She fondly recalls the times when Wirth's Circus came to Canberra.
"Not many people can say this but Dad ran away from the circus to join the war! He was a trapeze artist and bit of a wag.
"Every time Wirth's came to town, he'd keep us home from school and he'd sneak us in under the back flap of the tent.
"They'd take the elephant down to the river and we'd swim right with it."
In time, Valmai studied for and completed her first-aid certificate.
"Way back then you had to go two nights a week for 16 weeks. I had some great trainers but I couldn't use what I learned until I was about 18, I think."
She said it was her time with St John's that led her into a career in nursing. It took a while, however.
"I was one of five kids and Dad wasn't well when he came back from the war. In those days you didn't have things like long-term sick pay. But Mum was amazing.
"I started hairdressing and I wanted desperately to do nursing but the matron at Canberra Community Hospital, who lived up the road, said 'No, I know your mum, she's got five kids and needs you at home. We'll talk when you're older.' "

● **Source data**:
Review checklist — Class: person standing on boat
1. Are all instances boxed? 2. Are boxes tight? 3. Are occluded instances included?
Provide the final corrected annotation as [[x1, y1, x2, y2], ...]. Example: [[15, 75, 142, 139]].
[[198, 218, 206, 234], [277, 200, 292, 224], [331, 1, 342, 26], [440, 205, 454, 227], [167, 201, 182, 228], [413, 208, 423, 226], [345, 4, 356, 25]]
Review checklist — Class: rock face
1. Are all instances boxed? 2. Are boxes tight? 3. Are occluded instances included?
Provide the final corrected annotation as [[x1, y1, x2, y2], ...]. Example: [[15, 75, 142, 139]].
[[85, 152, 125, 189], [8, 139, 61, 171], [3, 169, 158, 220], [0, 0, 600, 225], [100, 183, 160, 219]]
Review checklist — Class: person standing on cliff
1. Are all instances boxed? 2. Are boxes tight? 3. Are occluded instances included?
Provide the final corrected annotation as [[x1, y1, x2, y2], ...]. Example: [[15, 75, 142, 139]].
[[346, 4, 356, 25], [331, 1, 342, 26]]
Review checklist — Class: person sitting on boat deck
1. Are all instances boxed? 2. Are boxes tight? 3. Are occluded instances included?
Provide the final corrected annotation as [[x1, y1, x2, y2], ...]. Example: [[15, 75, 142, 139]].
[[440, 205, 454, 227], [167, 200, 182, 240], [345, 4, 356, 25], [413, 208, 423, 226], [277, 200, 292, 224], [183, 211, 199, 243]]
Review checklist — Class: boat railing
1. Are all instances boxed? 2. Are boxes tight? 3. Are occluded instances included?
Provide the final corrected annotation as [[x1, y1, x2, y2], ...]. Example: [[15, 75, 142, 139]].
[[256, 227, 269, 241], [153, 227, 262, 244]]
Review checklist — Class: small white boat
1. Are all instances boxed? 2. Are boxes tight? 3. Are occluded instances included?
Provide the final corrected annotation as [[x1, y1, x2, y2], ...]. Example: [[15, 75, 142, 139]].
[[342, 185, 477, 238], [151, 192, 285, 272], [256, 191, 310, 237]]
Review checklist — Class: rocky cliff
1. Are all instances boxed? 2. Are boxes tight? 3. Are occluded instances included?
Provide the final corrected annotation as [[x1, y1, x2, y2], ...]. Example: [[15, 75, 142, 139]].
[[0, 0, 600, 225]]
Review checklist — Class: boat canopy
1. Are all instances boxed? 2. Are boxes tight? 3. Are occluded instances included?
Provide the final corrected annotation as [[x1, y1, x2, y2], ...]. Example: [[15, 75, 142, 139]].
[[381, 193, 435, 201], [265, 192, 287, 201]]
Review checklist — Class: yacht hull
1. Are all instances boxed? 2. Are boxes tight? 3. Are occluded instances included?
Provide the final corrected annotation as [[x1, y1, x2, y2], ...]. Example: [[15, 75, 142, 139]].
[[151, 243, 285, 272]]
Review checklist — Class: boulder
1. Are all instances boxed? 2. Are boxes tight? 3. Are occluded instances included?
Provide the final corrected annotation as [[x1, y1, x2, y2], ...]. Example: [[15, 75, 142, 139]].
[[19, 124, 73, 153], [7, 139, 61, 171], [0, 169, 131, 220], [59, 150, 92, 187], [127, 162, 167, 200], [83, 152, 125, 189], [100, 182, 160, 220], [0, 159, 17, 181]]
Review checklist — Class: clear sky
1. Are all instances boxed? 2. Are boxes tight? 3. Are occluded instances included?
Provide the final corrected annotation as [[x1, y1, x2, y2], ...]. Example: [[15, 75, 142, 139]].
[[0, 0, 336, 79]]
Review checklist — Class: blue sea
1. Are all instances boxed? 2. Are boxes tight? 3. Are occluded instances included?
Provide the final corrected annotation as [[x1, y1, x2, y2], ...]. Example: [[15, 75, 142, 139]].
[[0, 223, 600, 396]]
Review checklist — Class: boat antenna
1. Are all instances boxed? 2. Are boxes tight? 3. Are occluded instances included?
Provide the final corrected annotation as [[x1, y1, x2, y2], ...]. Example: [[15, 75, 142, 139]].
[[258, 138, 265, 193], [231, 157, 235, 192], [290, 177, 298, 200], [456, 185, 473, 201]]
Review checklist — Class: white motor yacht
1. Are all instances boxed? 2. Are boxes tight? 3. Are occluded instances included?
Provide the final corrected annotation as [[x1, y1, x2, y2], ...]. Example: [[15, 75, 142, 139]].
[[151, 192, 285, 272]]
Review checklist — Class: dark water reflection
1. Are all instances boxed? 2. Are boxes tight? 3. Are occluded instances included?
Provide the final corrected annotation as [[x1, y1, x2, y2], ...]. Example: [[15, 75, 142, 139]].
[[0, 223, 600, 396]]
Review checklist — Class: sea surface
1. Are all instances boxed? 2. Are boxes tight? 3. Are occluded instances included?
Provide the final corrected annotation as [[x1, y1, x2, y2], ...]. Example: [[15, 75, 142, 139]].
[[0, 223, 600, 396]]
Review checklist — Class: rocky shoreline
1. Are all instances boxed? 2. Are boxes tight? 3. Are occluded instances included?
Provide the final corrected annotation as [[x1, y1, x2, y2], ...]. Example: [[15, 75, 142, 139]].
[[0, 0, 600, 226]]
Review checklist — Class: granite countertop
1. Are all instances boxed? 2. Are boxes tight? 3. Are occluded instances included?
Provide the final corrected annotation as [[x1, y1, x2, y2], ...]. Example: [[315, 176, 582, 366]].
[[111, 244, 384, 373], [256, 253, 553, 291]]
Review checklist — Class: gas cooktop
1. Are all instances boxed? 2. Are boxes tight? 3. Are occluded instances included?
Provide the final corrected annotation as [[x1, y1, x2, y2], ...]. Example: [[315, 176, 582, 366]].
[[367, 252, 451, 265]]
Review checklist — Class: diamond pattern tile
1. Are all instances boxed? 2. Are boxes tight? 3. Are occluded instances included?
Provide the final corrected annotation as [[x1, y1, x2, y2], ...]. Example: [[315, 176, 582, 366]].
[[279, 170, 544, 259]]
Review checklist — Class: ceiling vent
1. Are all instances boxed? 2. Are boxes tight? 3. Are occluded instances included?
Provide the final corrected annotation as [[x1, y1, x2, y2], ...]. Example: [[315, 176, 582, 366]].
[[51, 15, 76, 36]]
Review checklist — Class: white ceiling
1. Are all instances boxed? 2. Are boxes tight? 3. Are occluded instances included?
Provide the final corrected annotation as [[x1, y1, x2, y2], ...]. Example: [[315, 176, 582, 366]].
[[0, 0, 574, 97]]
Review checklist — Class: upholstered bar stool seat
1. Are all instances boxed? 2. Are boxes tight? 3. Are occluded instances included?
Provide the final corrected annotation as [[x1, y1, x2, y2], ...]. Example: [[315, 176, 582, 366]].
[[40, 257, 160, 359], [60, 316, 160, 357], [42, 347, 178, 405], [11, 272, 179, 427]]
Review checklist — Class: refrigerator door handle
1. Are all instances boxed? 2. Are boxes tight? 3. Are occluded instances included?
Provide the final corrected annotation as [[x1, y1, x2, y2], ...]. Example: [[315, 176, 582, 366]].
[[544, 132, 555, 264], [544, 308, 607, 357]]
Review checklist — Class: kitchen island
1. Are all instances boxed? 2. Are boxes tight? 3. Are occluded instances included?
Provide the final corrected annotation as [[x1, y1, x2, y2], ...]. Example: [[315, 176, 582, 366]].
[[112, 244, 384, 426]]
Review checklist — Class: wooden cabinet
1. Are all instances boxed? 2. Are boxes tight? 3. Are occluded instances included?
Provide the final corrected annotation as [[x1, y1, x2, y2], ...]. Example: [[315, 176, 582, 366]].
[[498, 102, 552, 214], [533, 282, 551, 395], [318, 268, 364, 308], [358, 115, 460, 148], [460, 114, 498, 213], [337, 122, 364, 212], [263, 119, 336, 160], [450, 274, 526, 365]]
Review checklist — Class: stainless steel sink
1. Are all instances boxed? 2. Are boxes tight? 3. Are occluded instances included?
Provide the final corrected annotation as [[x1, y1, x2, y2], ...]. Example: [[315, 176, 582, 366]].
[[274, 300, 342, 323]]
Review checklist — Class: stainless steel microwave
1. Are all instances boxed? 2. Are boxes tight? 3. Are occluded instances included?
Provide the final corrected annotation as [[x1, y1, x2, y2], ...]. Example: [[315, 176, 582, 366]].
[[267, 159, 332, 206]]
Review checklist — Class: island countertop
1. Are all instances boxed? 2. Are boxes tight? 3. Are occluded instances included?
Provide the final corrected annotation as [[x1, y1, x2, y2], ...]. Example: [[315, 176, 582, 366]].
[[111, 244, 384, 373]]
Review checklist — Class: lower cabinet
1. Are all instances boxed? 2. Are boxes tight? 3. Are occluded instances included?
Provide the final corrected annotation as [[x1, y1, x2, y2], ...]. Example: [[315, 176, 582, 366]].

● **Apply what you read**:
#1 Return the portion of the passage about Valmai starting at "She fondly recalls" and ending at "of the tent.", copied word for word.
#2 Write the next part of the passage about Valmai, continuing after its last sentence.

● **Answers for each item**:
#1
She fondly recalls the times when Wirth's Circus came to Canberra.
"Not many people can say this but Dad ran away from the circus to join the war! He was a trapeze artist and bit of a wag.
"Every time Wirth's came to town, he'd keep us home from school and he'd sneak us in under the back flap of the tent.

#2
It was not until after marrying her husband of 55 years, Lindsay, and having a son and a daughter that Val enrolled at Canberra Institute of Technology to study for her matriculation.
But with the love and support of her spouse she achieved her ambition and entered nursing aged 27.
"I did my training at the wonderful Woden Valley Hospital as a member of 'L' Group, who I'm still friends with 40 years later. I graduated in 1981 and I'm still registered.
"I was very lucky to have a really good bloke beside me, who used to say, 'I'll mind the kids, go on'.
"They told me later that meat and three veg meant chops or sausages with mashed potato, pumpkin and peas or beans. That's all they got back then when mum wasn't there. But they survived!"
She describes them as "the winds that lift me up".
"They were so generous. There were so many times when I felt I had to be somewhere else for somebody else. But they grew so resilient and giving."
Even while nursing, Val devoted her time to her beloved St John's.
"Seriously, my nursing only complemented what I did at St John. With nursing behind me, I could do clinical governance. I was the senior nurse in the ACT for St John and went on the national board.
"Within the framework of St John, my nursing registration has taken me everywhere."
Val said the main highlight of her time with the organisation was being able to "leave a family you love so completely, put on your uniform and step out into another family who are there to support you.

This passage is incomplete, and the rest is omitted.